* Given problem A *
How many lines of the records contain the word "water"? Give only the number.
* Given problem B *
Continue the review of Ronnie McDevitt's book on Scotland's national football team, starting after its last sentence.

* Text excerpt *

Ronnie McDevitt’s book is a wonderfully chronicled tour guide through the carnage of the national team’s soul in the aftermath. Knowledgeable and well researched, there are points at which you catch yourself gasping at the sheer madness of it all, along with not a little pining for some aspects of an era which seem utterly naive and quaint.

The realities in terms of hard stats, heady successes and abject failures are well enough known. Joe Jordan’s match-winning goal against Czechoslovakia that sent Scotland to their first World Cup finals in 16 years in West Germany – sound-tracked by the near-maniacal “It’s there!!!” commentary of STV’s Arthur Montford – was the starting gun. The humiliating nadir of a 1-1 draw against Iran in Argentina and the Tartan Army flicking V-signs at Ally Macleod and his players – notwithstanding Archie Gemmill’s subsequent wonder goal against Holland – was the final curtain, a denouement that had implications for the national psyche well beyond the football field.

What makes this such an enjoyable retro-trip is being reacquainted with features of the game which nowadays could only be regarded as verging on the ludicrous. Scotland playing three Under-23 games in the space of 16 days in January 1972, for example. Blackpool refusing to release Tony Green for a squad call-up due to their involvement in the Anglo-Italian Cup final. A home international against Wales being scheduled for the same evening as Rangers played Dynamo Moscow in the Cup-Winners Cup final, meaning that the stony-faced SFA hierarchy refused to countenance a live transmission of the latter.

* Supplied material *
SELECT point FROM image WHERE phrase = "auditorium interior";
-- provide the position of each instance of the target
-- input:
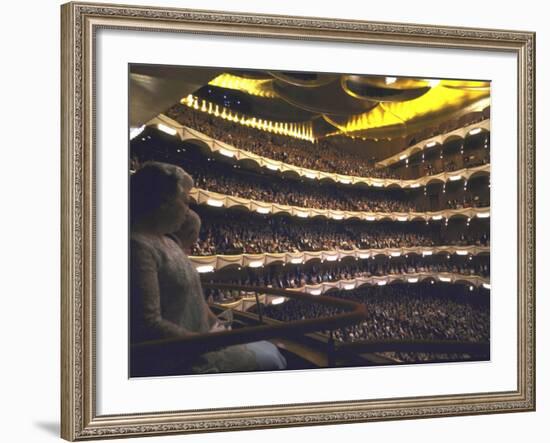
(345, 218)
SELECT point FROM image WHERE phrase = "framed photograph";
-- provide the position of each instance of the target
(277, 221)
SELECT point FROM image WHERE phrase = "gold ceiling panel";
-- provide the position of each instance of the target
(259, 88)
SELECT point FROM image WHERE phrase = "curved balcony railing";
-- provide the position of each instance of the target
(437, 140)
(215, 199)
(157, 351)
(215, 146)
(476, 349)
(249, 299)
(209, 263)
(198, 344)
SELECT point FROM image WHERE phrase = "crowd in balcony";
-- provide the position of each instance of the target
(403, 312)
(322, 155)
(236, 233)
(217, 176)
(279, 277)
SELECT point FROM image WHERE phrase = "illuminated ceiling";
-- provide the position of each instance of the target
(361, 106)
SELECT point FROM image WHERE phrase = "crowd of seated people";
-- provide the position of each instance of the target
(403, 312)
(237, 233)
(299, 276)
(429, 168)
(323, 155)
(467, 201)
(223, 178)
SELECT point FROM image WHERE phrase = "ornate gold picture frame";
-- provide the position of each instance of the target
(79, 396)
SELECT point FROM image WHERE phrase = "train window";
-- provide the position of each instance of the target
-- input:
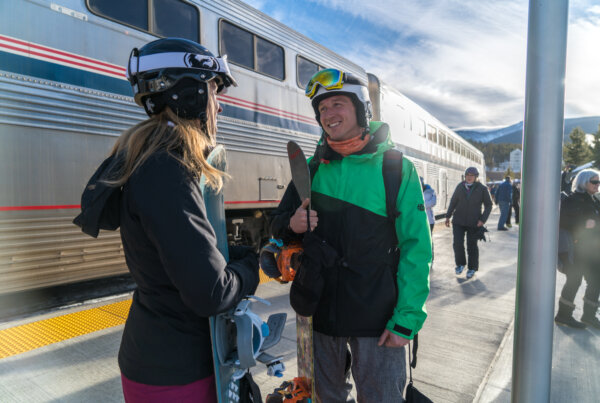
(175, 19)
(418, 126)
(432, 133)
(158, 17)
(237, 44)
(442, 138)
(130, 12)
(251, 51)
(269, 58)
(305, 70)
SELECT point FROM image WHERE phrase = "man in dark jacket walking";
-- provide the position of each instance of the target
(504, 200)
(465, 205)
(515, 205)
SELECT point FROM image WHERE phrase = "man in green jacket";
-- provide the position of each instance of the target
(373, 299)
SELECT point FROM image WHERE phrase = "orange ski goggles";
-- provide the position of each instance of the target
(329, 79)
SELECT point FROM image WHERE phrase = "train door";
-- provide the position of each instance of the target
(443, 193)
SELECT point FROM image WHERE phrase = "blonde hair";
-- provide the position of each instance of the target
(187, 140)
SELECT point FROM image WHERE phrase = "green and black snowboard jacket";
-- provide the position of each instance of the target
(382, 277)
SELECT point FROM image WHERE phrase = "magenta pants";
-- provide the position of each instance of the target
(202, 391)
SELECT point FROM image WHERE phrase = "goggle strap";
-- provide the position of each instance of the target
(177, 60)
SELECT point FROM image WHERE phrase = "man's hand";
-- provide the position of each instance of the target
(298, 221)
(390, 339)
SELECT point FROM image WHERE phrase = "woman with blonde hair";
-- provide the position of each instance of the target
(170, 246)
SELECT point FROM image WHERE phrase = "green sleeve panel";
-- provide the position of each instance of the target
(414, 242)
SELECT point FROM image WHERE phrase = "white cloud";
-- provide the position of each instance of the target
(582, 86)
(468, 67)
(463, 60)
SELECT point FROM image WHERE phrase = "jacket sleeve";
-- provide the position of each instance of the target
(453, 203)
(170, 208)
(280, 217)
(487, 204)
(431, 201)
(414, 242)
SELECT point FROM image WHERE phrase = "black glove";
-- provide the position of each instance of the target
(245, 267)
(237, 252)
(309, 282)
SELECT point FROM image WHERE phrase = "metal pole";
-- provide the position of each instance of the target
(538, 238)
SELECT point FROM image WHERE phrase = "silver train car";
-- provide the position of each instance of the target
(64, 99)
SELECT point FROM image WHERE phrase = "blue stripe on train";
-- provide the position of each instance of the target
(82, 78)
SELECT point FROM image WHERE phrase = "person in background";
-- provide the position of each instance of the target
(516, 199)
(566, 179)
(170, 247)
(465, 207)
(504, 200)
(580, 215)
(430, 201)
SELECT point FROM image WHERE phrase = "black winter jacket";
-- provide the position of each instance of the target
(171, 251)
(465, 205)
(575, 210)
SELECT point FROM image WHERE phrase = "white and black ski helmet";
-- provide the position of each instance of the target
(348, 84)
(174, 72)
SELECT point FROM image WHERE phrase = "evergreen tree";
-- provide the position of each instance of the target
(578, 151)
(596, 149)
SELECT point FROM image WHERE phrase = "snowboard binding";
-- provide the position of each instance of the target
(295, 391)
(242, 339)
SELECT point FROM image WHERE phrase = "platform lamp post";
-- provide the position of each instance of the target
(538, 237)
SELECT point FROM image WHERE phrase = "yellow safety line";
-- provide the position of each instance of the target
(20, 339)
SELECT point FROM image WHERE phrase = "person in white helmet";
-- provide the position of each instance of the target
(170, 247)
(373, 263)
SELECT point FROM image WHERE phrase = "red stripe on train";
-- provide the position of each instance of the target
(15, 208)
(76, 206)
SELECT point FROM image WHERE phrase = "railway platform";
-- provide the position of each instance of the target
(465, 347)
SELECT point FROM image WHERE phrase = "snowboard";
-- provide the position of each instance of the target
(227, 387)
(304, 325)
(239, 337)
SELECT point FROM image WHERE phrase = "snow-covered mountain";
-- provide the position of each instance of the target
(514, 133)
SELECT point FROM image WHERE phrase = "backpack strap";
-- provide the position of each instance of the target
(392, 178)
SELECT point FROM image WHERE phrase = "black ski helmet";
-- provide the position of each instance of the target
(349, 85)
(174, 72)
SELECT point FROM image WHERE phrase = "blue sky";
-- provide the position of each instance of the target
(463, 60)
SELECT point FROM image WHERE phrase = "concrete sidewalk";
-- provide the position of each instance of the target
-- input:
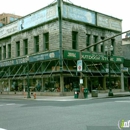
(63, 98)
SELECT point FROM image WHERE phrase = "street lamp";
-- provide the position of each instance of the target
(108, 50)
(28, 96)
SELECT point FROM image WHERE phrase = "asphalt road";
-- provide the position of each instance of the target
(96, 114)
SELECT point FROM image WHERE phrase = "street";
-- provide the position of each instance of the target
(95, 114)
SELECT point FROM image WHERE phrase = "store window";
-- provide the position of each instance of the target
(46, 41)
(74, 39)
(18, 48)
(113, 44)
(4, 51)
(95, 41)
(36, 42)
(87, 40)
(25, 41)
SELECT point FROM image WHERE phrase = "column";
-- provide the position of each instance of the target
(42, 84)
(9, 84)
(122, 78)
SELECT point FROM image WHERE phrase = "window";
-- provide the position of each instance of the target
(18, 48)
(95, 40)
(0, 53)
(113, 44)
(87, 40)
(4, 51)
(102, 44)
(25, 42)
(9, 50)
(46, 41)
(36, 42)
(74, 40)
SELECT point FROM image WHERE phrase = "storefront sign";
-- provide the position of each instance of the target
(78, 14)
(14, 62)
(79, 65)
(102, 58)
(44, 56)
(71, 54)
(108, 22)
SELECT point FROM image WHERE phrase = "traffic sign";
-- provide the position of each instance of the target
(79, 65)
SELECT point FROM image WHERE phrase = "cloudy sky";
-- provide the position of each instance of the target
(116, 8)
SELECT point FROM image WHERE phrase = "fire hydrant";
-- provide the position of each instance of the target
(34, 95)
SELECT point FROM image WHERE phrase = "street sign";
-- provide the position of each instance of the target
(79, 65)
(124, 69)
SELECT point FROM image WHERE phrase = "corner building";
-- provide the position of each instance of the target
(44, 48)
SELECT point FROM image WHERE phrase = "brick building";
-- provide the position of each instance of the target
(6, 18)
(50, 46)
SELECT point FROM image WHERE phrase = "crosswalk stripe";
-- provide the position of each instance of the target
(123, 101)
(2, 129)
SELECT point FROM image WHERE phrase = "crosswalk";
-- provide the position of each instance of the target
(9, 104)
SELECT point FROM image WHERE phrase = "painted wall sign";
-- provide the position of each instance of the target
(71, 54)
(39, 17)
(108, 22)
(9, 29)
(78, 14)
(14, 62)
(44, 56)
(101, 58)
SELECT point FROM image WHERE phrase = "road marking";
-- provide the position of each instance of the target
(123, 101)
(2, 129)
(11, 104)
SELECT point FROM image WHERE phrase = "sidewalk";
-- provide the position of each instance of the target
(63, 98)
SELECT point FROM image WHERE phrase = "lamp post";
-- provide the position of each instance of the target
(108, 51)
(28, 96)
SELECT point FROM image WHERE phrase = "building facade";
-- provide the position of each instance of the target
(44, 48)
(126, 55)
(6, 18)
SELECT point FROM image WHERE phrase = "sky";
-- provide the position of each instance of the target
(116, 8)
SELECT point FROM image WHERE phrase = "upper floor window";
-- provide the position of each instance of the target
(74, 39)
(46, 41)
(18, 48)
(87, 40)
(36, 42)
(4, 51)
(25, 42)
(9, 50)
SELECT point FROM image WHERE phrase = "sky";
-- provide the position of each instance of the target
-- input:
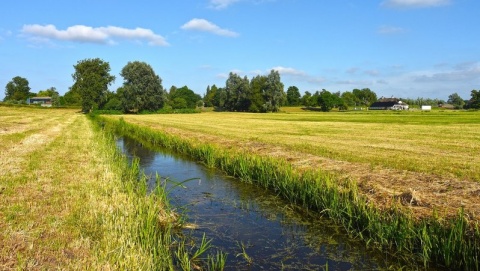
(400, 48)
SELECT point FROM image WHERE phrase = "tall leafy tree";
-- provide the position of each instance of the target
(92, 78)
(274, 93)
(307, 99)
(293, 96)
(52, 93)
(142, 88)
(349, 98)
(327, 100)
(237, 90)
(455, 100)
(257, 90)
(475, 99)
(17, 90)
(184, 98)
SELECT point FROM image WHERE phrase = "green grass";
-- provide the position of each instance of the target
(451, 241)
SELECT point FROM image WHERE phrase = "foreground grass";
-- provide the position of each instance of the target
(256, 152)
(69, 201)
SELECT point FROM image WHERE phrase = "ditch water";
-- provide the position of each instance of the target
(239, 217)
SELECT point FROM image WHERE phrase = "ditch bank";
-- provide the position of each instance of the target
(452, 243)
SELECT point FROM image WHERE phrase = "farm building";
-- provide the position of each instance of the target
(43, 101)
(388, 104)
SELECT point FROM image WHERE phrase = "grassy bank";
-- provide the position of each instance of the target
(449, 240)
(69, 200)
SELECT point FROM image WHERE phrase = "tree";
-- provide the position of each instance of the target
(72, 98)
(52, 93)
(92, 78)
(17, 90)
(455, 100)
(349, 98)
(365, 96)
(327, 100)
(273, 92)
(237, 90)
(142, 88)
(307, 100)
(293, 96)
(189, 98)
(257, 89)
(474, 102)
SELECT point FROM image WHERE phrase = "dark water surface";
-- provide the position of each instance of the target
(275, 234)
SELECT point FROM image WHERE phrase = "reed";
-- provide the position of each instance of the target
(453, 242)
(149, 226)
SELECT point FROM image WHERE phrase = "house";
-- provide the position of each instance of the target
(43, 101)
(388, 104)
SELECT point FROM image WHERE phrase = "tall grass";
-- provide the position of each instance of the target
(146, 224)
(453, 242)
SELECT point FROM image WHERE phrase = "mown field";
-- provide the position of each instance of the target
(425, 160)
(70, 201)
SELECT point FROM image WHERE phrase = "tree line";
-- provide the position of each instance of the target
(142, 90)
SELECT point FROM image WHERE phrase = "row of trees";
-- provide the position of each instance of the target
(260, 94)
(142, 90)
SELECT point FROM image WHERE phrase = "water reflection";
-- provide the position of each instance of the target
(274, 233)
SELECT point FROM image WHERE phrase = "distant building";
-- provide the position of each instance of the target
(388, 104)
(43, 101)
(426, 107)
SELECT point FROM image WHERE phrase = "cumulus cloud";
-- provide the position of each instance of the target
(414, 3)
(206, 26)
(462, 72)
(298, 75)
(388, 30)
(88, 34)
(221, 4)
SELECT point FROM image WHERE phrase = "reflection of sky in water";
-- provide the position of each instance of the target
(230, 212)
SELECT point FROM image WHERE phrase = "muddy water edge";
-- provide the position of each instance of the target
(255, 228)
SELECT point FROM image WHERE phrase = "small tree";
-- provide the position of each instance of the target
(52, 93)
(273, 92)
(92, 78)
(474, 102)
(17, 90)
(142, 88)
(327, 100)
(455, 100)
(293, 96)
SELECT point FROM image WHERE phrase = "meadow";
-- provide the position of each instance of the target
(69, 200)
(428, 158)
(405, 182)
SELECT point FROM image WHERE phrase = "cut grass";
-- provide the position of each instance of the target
(69, 200)
(452, 239)
(387, 153)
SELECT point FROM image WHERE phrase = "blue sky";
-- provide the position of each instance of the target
(401, 48)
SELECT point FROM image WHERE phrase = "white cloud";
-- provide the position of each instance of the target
(206, 26)
(462, 72)
(221, 4)
(299, 75)
(372, 72)
(387, 30)
(357, 83)
(88, 34)
(414, 3)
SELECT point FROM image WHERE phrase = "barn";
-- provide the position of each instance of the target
(43, 101)
(388, 104)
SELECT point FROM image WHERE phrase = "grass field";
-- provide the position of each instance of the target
(69, 201)
(428, 160)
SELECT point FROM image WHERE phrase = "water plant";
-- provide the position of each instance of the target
(451, 241)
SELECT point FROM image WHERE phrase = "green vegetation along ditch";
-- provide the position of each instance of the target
(454, 243)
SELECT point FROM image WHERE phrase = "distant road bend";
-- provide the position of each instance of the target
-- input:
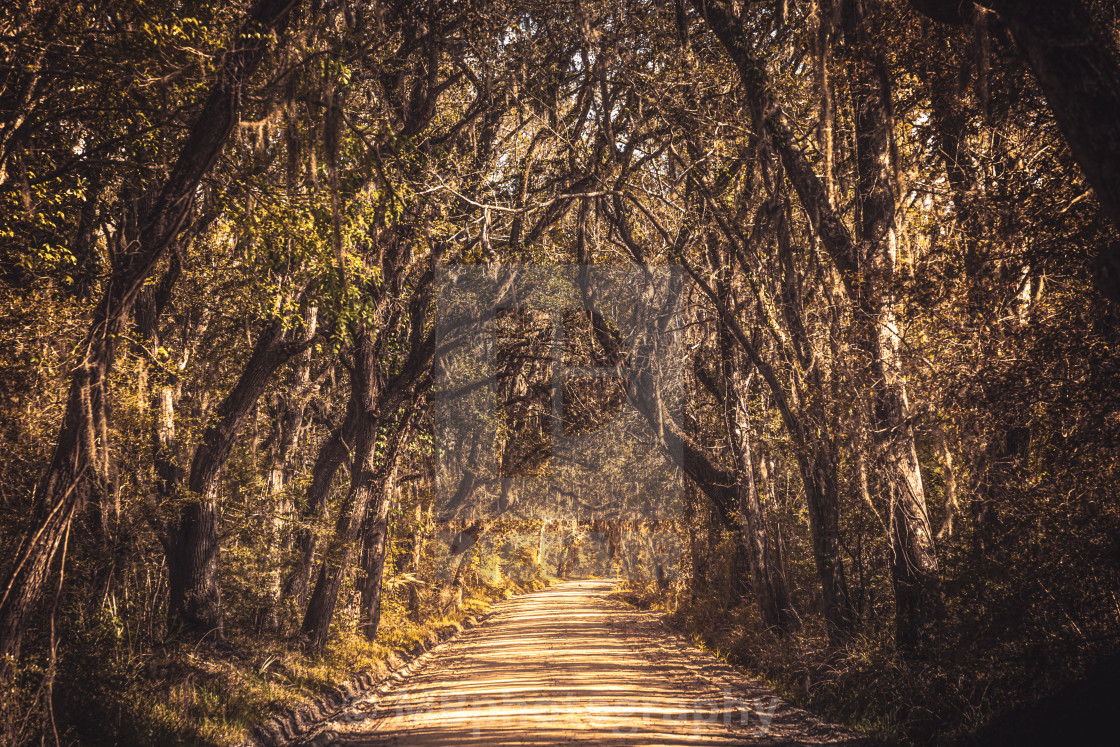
(568, 665)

* Final result A *
6

* Final result B *
Of course it wasn’t all quirky and surreal. McDevitt presents an honest and balanced account of the indefensible behaviour of some Scotland supporters on their biennial trips to Wembley which seemed to worsen as the years progressed, and was not confined to smashing goalposts and ripping up strips of turf – serious assaults, trashing premises and all sorts of grim anti-social activities were perpetrated by a few but often condoned or laughed off by many. A younger age profile among the travelling support is attributed as a factor and a lengthy list of incidents in and outside London after the 1979 game signposted the beginning of the end for the world’s oldest international fixture.

Players were also guilty of letting themselves and the team down, as references to drink-fuelled misdemeanours across the continent from Largs to Copenhagen remind. It was no coincidence that as a tumultuous decade faded away Scotland had the sobering presence of Jock Stein at the helm. The party wasn’t over, but it had to be run in a different way.